* WHAT THIS TASK INVOLVES
Rewrite the part that opens with the line containing "water with a single marker." and closes with the line containing "(1112, 646)", putting "brown hair" wherever "blonde hair" appears and leaving everything else the same.

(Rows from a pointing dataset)
☆ ☆ ☆ ☆ ☆
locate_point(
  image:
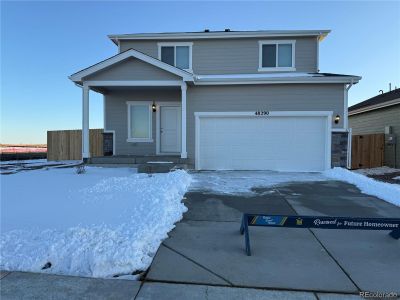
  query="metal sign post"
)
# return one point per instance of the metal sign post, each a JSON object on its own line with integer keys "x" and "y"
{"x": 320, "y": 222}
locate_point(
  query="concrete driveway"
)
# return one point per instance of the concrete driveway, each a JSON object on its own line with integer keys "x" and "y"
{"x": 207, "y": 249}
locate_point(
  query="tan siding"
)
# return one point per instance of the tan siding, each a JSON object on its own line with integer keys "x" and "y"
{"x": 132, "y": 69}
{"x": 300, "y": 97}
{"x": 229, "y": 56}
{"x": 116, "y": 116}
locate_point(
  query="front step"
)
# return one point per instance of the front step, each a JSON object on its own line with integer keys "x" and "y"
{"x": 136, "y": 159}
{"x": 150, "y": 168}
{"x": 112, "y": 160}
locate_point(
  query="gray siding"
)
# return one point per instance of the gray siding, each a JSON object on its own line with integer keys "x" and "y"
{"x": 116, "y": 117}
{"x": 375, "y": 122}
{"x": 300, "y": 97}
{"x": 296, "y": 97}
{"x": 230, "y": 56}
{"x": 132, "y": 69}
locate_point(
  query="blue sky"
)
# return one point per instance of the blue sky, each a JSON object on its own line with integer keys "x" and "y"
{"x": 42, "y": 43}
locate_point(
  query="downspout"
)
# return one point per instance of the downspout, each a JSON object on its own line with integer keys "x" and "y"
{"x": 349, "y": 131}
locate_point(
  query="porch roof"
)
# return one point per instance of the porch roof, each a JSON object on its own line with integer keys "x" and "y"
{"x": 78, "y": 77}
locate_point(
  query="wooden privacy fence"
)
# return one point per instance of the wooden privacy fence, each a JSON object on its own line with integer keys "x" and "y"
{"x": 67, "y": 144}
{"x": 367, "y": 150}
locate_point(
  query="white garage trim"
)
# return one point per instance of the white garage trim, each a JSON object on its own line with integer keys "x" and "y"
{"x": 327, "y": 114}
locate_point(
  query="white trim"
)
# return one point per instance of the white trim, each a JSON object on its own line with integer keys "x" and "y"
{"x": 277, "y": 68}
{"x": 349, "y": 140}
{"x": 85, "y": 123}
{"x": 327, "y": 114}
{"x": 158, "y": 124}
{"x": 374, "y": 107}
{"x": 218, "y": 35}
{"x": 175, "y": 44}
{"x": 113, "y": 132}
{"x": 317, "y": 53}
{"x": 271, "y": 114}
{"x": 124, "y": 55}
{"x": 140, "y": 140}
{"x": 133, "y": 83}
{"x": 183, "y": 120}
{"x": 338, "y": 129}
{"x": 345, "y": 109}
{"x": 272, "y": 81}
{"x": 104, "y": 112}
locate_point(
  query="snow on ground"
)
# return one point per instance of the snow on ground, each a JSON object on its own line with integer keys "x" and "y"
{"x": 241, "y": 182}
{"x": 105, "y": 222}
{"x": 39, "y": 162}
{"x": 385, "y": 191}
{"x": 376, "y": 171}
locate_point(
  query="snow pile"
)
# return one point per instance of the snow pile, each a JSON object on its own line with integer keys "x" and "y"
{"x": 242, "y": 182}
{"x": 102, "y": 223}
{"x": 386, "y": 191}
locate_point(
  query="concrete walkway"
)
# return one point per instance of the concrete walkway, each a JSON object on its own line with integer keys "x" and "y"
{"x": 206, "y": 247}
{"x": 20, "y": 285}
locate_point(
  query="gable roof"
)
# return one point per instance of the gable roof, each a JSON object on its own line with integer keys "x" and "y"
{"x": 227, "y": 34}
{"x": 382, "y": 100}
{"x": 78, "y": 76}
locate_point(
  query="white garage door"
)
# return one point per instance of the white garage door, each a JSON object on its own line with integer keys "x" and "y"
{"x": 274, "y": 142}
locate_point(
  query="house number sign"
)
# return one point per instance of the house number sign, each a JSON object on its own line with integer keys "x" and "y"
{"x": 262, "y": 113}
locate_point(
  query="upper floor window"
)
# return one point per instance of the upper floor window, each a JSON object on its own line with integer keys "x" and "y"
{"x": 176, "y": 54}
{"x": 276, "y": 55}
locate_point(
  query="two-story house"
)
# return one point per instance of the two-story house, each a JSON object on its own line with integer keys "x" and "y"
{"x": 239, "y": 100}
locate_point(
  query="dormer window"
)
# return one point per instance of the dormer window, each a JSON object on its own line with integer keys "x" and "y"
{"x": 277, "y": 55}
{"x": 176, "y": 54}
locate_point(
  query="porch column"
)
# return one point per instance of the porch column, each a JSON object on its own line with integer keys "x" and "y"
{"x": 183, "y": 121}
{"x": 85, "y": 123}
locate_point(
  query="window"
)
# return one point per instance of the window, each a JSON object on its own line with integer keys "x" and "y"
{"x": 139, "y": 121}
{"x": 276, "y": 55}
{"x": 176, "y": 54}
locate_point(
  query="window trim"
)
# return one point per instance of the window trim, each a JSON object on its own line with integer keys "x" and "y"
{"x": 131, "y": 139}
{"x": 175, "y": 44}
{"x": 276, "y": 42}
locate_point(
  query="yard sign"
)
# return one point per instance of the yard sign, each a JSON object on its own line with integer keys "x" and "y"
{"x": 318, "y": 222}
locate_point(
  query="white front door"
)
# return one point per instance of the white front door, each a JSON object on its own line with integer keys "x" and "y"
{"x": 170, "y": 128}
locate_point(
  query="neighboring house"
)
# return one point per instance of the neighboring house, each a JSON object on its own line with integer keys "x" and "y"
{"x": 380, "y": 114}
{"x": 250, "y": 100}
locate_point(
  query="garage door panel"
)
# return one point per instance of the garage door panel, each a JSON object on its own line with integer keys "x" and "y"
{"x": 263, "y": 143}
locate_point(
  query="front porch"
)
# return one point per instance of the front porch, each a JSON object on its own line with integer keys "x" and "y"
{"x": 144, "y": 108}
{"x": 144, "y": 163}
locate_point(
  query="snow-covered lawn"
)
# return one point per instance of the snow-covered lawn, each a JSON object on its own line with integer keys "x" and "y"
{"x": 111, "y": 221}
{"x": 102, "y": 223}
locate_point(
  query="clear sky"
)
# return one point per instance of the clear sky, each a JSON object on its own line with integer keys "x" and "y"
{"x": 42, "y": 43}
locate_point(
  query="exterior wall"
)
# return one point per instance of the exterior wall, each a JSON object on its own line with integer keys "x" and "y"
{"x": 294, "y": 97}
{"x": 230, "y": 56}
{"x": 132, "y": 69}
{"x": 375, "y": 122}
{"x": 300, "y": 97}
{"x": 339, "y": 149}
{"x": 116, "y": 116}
☆ ☆ ☆ ☆ ☆
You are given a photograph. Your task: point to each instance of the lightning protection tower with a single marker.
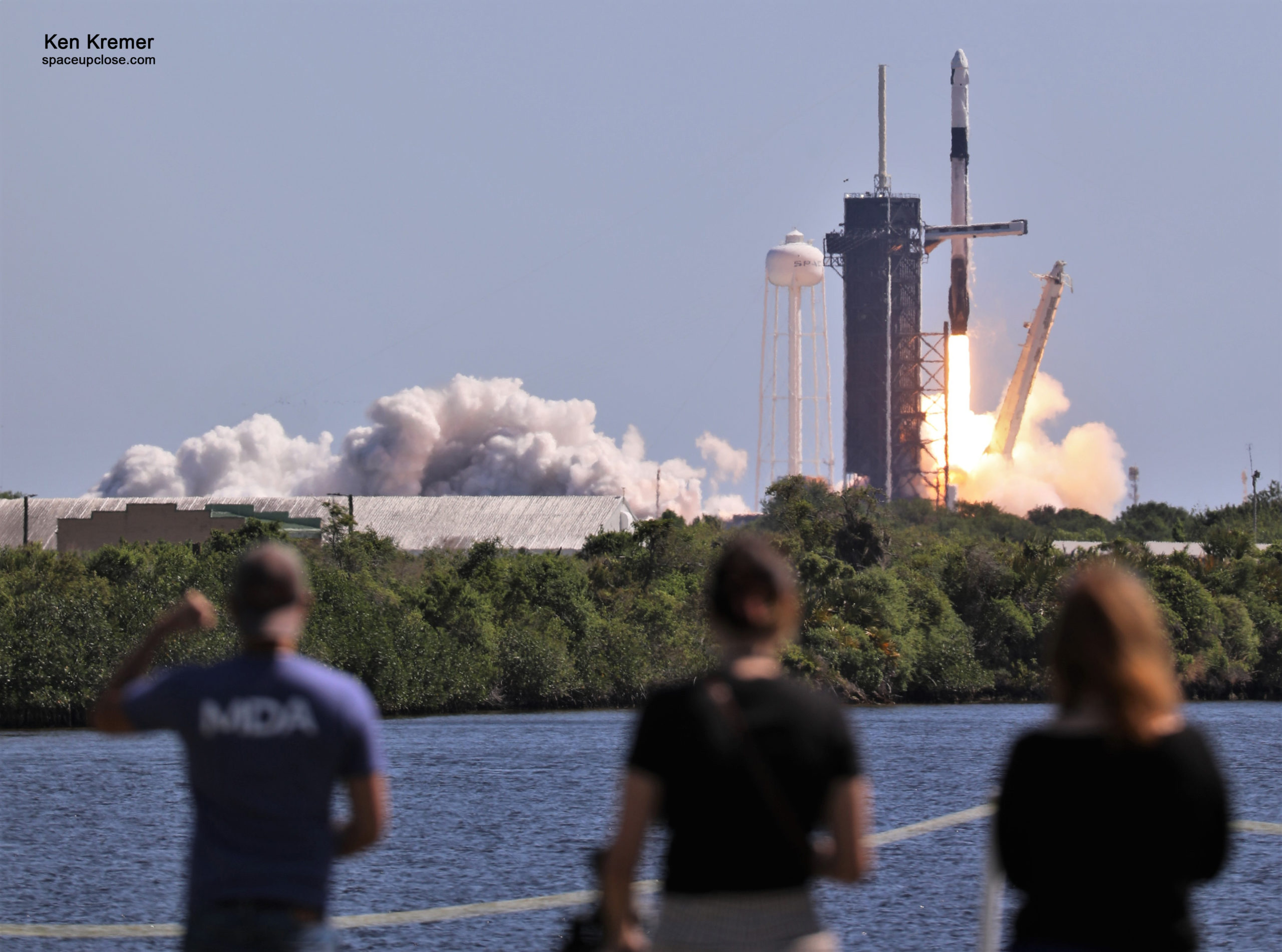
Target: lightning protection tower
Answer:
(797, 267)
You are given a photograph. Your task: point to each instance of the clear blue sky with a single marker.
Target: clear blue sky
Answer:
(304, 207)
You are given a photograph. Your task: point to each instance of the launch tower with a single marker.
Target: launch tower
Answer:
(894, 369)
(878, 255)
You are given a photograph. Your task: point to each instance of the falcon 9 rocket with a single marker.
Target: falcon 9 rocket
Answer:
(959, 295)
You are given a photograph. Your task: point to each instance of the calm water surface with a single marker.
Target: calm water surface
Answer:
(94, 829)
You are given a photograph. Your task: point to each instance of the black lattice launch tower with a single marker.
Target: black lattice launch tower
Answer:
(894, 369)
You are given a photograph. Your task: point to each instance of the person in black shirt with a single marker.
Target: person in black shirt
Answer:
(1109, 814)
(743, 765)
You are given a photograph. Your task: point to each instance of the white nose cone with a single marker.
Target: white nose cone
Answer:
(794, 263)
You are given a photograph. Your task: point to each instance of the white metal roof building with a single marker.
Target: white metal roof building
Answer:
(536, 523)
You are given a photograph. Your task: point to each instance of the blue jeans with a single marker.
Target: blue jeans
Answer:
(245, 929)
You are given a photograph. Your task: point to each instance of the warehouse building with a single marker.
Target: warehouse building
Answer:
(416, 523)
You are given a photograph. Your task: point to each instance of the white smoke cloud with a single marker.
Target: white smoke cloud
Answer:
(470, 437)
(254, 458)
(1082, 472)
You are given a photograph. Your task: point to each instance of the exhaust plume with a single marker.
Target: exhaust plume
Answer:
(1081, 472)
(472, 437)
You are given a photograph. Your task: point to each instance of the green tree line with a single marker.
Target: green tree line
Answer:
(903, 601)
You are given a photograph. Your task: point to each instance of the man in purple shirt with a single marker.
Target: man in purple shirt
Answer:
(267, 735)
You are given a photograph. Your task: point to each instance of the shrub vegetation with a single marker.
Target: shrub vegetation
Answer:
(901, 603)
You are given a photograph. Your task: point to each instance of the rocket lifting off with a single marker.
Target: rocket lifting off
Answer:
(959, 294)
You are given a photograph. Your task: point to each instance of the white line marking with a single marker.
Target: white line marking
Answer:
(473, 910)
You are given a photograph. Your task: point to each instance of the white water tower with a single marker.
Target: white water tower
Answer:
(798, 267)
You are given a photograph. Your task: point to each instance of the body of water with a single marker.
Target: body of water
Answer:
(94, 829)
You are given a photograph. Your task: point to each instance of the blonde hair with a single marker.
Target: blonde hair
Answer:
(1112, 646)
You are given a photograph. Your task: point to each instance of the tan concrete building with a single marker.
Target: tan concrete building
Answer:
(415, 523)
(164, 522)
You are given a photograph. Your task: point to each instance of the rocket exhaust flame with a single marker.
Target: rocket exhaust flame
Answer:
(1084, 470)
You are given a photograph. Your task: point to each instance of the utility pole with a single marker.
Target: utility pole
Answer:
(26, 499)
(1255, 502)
☆ ☆ ☆ ☆ ☆
* SOLUTION TO THIS PROBLEM
You are given a photograph. Your task: point to each instance of the body of water with a single marker.
Target: body of water
Answer:
(94, 829)
You are given a photograph. Your task: point to each instance of the brown hair with a single marker.
Target: brown hair
Answer:
(1112, 646)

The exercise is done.